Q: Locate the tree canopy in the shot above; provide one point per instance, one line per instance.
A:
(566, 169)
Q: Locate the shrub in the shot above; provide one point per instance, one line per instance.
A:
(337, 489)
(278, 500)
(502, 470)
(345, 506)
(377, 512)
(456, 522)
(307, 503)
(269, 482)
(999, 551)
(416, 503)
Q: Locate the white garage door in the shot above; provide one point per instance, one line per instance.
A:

________________

◆ EXERCISE GOAL:
The records above are to be returned exactly as they appear.

◆ FINISHED EXERCISE:
Q: Locate the tree canopy in the shot above; provide one point per instance, one line per instance.
A:
(566, 169)
Q: Locate the shrub in the shot above; provide one point per instance, one line per instance.
A:
(337, 489)
(278, 500)
(502, 470)
(345, 506)
(377, 512)
(456, 522)
(307, 503)
(269, 482)
(999, 551)
(416, 503)
Q: Locate the white garage door in the shot above; provide one point per instance, one line per instance.
A:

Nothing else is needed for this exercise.